**Your instructions:** Exactly as written, retype the listing below, omitting the pictures.
----------------
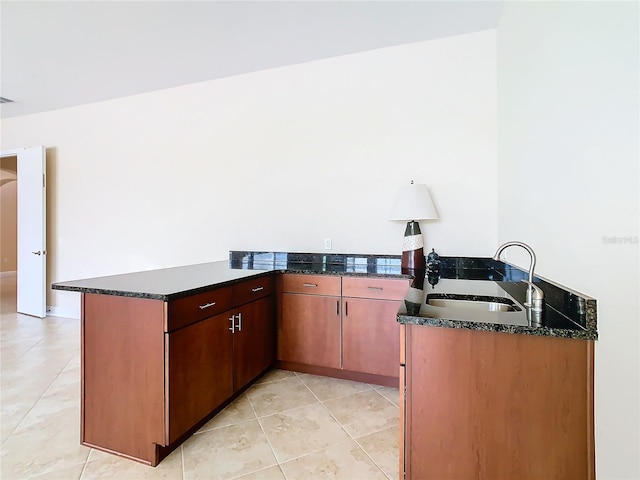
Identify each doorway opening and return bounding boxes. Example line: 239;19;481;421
0;156;18;308
1;146;47;318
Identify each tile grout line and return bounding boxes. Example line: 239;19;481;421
372;386;400;408
296;372;392;477
252;371;363;474
245;382;285;480
180;444;185;480
0;345;78;450
78;453;90;480
313;384;399;479
351;433;396;480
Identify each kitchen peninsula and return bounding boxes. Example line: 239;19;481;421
52;251;597;478
51;253;411;466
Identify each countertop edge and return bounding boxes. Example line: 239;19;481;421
398;315;598;341
51;268;409;301
52;253;597;341
51;268;275;301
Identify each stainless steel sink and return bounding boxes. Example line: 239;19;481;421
426;294;521;312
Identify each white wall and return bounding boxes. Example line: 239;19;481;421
497;2;639;479
0;29;498;318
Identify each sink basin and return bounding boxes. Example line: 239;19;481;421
426;294;521;312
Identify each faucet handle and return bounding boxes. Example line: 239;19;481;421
521;279;544;311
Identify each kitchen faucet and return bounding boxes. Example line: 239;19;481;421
493;241;544;310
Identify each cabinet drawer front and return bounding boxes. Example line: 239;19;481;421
282;274;341;296
233;275;274;306
342;276;409;300
166;287;232;331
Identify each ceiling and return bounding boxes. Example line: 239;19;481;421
0;1;502;119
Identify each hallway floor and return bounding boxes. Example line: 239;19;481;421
0;273;399;479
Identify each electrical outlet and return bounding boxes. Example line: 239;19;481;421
324;238;332;250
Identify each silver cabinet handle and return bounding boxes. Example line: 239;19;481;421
199;302;216;310
236;312;242;332
367;287;383;291
229;315;235;333
251;286;264;292
302;283;318;288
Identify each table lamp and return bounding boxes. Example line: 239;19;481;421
389;181;438;271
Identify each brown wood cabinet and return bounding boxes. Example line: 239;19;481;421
81;275;275;466
342;298;402;378
82;294;165;465
166;310;233;444
232;295;275;391
342;277;408;380
401;324;595;480
278;274;341;369
278;273;409;384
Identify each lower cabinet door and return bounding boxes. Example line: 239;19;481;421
278;293;341;369
233;295;275;391
404;325;595;480
342;297;402;378
82;294;166;464
166;311;233;444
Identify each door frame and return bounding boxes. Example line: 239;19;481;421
1;147;47;317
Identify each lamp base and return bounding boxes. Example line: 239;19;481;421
401;220;426;272
403;268;425;315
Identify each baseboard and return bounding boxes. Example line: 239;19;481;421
275;361;399;388
46;305;81;320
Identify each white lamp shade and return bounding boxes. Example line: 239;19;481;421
389;183;438;221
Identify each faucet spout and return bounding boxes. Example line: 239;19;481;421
493;241;541;308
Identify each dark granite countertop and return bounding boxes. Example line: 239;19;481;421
51;252;408;301
52;251;597;341
51;261;273;301
399;256;597;341
229;251;408;277
231;251;597;341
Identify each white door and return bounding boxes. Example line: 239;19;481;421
16;147;46;317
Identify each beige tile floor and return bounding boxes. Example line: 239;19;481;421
0;274;400;479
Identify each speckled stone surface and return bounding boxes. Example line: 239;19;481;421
400;316;598;340
229;251;406;277
51;253;408;301
398;256;598;341
51;261;273;301
53;251;597;341
231;252;598;341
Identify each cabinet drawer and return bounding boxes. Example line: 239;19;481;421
282;274;341;296
342;276;409;301
166;286;233;332
233;275;274;306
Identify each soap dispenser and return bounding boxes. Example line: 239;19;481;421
426;249;440;273
426;249;441;288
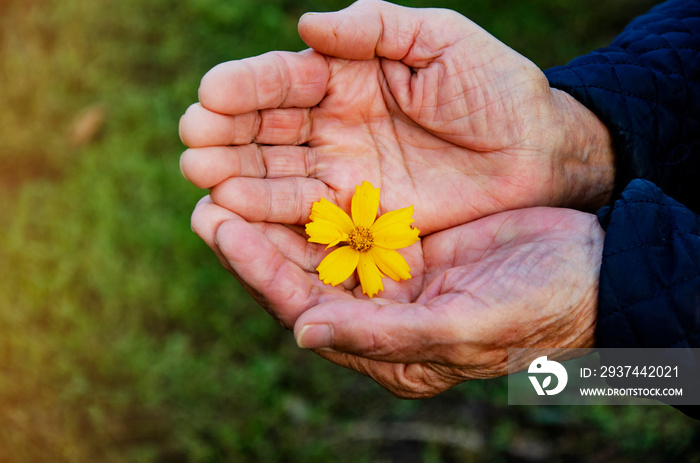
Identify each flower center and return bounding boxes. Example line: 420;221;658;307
348;226;374;252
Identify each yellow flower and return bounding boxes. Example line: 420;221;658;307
305;181;420;298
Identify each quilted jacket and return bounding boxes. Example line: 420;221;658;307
545;0;700;417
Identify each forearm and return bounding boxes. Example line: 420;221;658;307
548;88;616;212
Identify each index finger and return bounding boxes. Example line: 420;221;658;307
198;49;330;115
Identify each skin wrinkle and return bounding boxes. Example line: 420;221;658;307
267;261;304;326
394;364;439;398
500;79;546;145
259;232;323;319
299;109;313;146
234;146;246;180
266;147;299;178
359;86;389;215
302;145;313;178
419;65;446;122
265;222;313;271
445;49;533;150
523;302;587;348
375;1;386;59
414;18;455;66
383;2;423;63
255;109;306;146
409;67;435;124
437;274;491;310
382;82;420;213
230;111;261;146
258;180;273;225
489;58;527;130
290;177;307;227
397;17;419;63
459;169;501;218
480;214;511;261
303;284;326;314
256;144;268;178
366;318;406;358
270;53;292;108
243;60;262;111
302;234;324;272
412;307;467;364
441;345;510;378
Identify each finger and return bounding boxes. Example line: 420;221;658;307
298;0;463;63
179;104;313;148
190;195;238;272
215;214;322;328
180;145;265;188
253;221;363;292
255;222;325;274
198;50;330;116
180;144;312;189
210;176;334;225
179;103;257;147
190;196;317;275
192;195;354;288
293;298;480;365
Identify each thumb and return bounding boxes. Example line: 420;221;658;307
293;298;470;365
298;0;428;61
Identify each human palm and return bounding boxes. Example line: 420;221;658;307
180;1;611;235
305;207;602;397
194;195;602;397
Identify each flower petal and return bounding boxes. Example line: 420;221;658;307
371;206;420;249
373;227;420;249
369;247;412;281
305;218;348;248
309;198;354;234
356;252;384;298
351;181;380;228
316;246;359;286
371;205;415;232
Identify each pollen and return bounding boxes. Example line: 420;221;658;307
348;226;374;252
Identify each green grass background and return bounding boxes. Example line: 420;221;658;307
1;0;699;461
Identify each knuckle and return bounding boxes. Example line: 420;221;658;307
387;364;449;399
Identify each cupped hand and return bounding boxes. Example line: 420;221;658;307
179;0;614;235
192;197;604;398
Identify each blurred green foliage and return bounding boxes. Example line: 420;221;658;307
1;0;698;461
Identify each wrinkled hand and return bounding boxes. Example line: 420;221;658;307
193;198;603;398
179;0;614;235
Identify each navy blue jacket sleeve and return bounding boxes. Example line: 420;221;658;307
595;179;700;349
544;1;700;417
544;0;700;348
595;180;700;419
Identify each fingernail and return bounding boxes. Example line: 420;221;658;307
300;12;324;20
296;324;333;349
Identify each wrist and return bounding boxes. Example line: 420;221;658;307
548;88;616;211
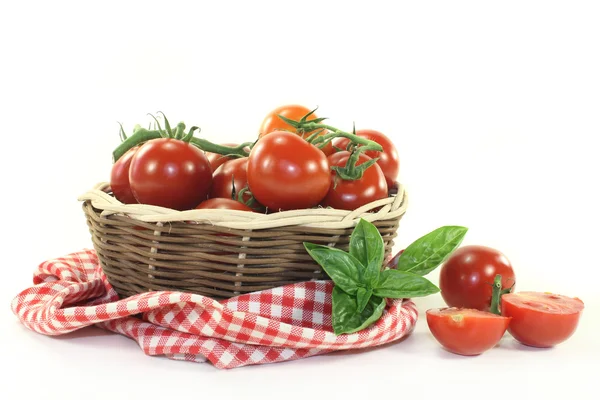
----------------
**Answer to the exercise:**
Identify each doorway opening and return bounding boxes. Example line: 239;19;481;421
0;156;18;308
1;146;47;318
Identify each tile grout line and return bounding boxes. Example line: 239;19;481;421
372;386;400;408
296;372;392;477
252;371;363;474
245;382;285;480
180;444;185;480
0;345;78;450
78;453;90;480
313;384;399;479
351;433;396;480
Identify each kitchen peninsula and return bounding boxes. Example line: 239;19;481;421
52;251;597;478
51;253;411;466
Identify each countertop edge and return bounding boxes. Example line: 239;19;481;421
398;315;598;341
51;268;409;301
52;253;597;341
51;268;275;301
Identify each stainless steel sink and return bounding boxes. Example line: 239;19;481;421
426;294;521;312
Identify each white wall and return bounding boxes. Example line: 239;19;481;421
497;2;639;479
0;29;498;318
Identify each sink basin and return bounding boxes. Example line: 239;19;481;421
426;294;521;312
Identify each faucet handle and return bounding boxes. Example line: 239;19;481;421
521;279;544;311
Identify each kitchen faucet and return bounding boxes. Example line: 239;19;481;421
493;241;544;310
Identify each cabinet drawer front and return bounding boxes. Example line: 239;19;481;421
282;274;341;296
233;275;274;306
342;276;409;300
166;287;232;331
Identify each ceiling and return bounding boxes. Example line: 239;19;481;421
0;1;502;119
Identify each hallway floor and return bounding boxes. Example line: 239;19;481;421
0;273;399;479
Identify each electrical outlet and return bounding boxes. Example line: 239;19;481;421
324;238;332;250
Identify each silver cabinet handle and return bounding boxes. Example line: 239;19;481;421
199;302;216;310
236;312;242;332
367;287;383;291
229;315;235;333
251;286;264;292
302;283;318;288
Identify each table lamp and return bounding boxes. Example line: 239;19;481;421
389;181;438;271
Identify each brown wood cabinet and return bounding boxes. Example line: 239;19;481;421
81;275;275;466
342;298;402;378
82;294;165;465
166;310;233;444
232;295;275;391
342;277;408;380
401;324;595;480
278;274;341;369
278;273;409;384
Identify each lower cabinet door and return bounding boxes. Example line: 239;19;481;421
278;293;341;369
233;295;275;391
404;325;595;480
342;297;402;378
82;294;166;464
166;311;233;444
Identify each door frame and return bounding boxes. Example line: 239;19;481;421
1;147;47;317
Identify each lamp base and return bounding boxes. Example line: 239;19;481;421
401;220;426;272
403;268;425;315
Identify each baseboard and return bounding boxes. Example line: 239;19;481;421
275;361;399;388
46;305;81;320
Identify each white lamp shade and return bounding boxes. Example line: 239;19;481;421
389;183;438;221
Identify each faucet spout and return bounding boxes. Example line: 239;19;481;421
493;241;541;308
Identify each dark granite countertop and return bounding boxes. Example line: 239;19;481;421
51;252;408;301
52;251;597;341
51;261;273;301
399;256;597;341
229;251;408;277
231;251;597;341
Identify each white door and return bounding boxes. Example line: 239;19;481;421
16;147;46;317
Identify each beige tile floor and return bounding boxes. Example line: 239;19;481;421
0;274;400;479
Identify each speckled stone surface and return bounding boxes. Example line: 239;19;481;421
400;316;598;340
229;251;406;277
51;253;408;301
398;256;598;341
51;261;273;301
53;251;597;341
231;252;598;341
Identify each cabinet drawer and return bounding boxes. Example line: 239;19;481;421
282;274;341;296
342;276;409;301
166;286;233;332
233;275;274;306
Identify each soap dispenser and return bounding boxes. Example line: 239;19;481;421
426;249;440;273
426;249;441;288
Identify each flower center and return bounding boxes. Example line: 420;221;658;307
348;226;374;252
Identify each yellow flower and return bounding boxes. Example line: 420;221;658;307
305;181;420;298
Identify each quilted jacket and return bounding boxes. Example line: 420;221;658;307
545;0;700;417
Identify each forearm and return bounding boxes. Example line: 420;221;658;307
548;88;616;212
Identify each index finger and return bounding boxes. Example line: 420;221;658;307
198;49;330;115
Identify each skin wrinkle and return bounding boxes. Example line: 420;221;658;307
267;261;304;326
394;364;439;398
500;79;546;145
259;232;323;319
299;109;313;146
234;146;246;180
266;147;299;178
359;86;389;215
302;145;313;178
419;65;446;122
265;222;313;271
445;49;533;150
523;302;587;348
375;1;386;59
414;18;455;66
383;2;423;63
255;109;306;146
409;67;435;124
437;274;491;310
382;82;420;213
230;111;261;146
258;180;273;225
489;58;527;130
290;177;307;227
397;17;419;63
459;169;501;218
480;214;511;261
303;284;326;314
256;144;268;178
366;318;406;358
270;53;292;108
243;60;262;111
302;234;324;272
412;307;467;364
441;345;510;378
Identify each finger and return bounding boxes. Example line: 420;221;658;307
298;0;463;63
179;104;313;148
190;195;238;272
215;214;322;328
180;145;265;188
253;221;363;292
255;222;325;274
198;50;330;116
180;144;312;189
210;176;334;225
179;103;257;147
190;196;317;275
192;195;354;288
293;298;480;365
Identify each thumb and return bounding boxes. Example line: 420;221;658;307
293;298;470;365
298;0;428;61
Identify each human palm and return bounding boxes. Example line: 420;221;658;307
180;1;611;235
305;207;602;397
194;195;602;397
Identify each flower petal and return bounding boxes. Example line: 420;221;658;307
371;206;420;249
373;227;420;249
369;247;412;281
305;218;348;248
309;198;354;234
356;252;384;298
351;181;380;228
316;246;359;286
371;205;415;232
Identify each pollen and return bounding boxes. Example line: 420;221;658;307
348;226;374;252
Identify each green grass background and return bounding boxes. Example line: 420;221;658;307
1;0;699;461
Identify each knuckle and return bounding boxes. Example line: 420;221;658;307
387;364;449;399
Identify each cupped hand and return bounding boxes. Example line: 420;221;658;307
179;0;614;235
192;197;604;398
Identify each blurred green foliage and return bounding boxes. Example line: 420;221;658;307
1;0;698;461
Identify each wrinkled hand and return bounding boxes. Example line: 420;221;658;307
193;198;603;398
179;0;614;235
Identify each navy blue jacket sleeve and return bounding boxes. Example line: 420;221;658;307
595;179;700;349
544;1;700;417
544;0;700;348
595;180;700;419
Identify each fingernail and return bounding boxes. Example line: 420;221;658;307
300;12;324;20
296;324;333;349
Identify each wrist and return bounding boxes. Example line: 420;221;658;307
548;88;616;211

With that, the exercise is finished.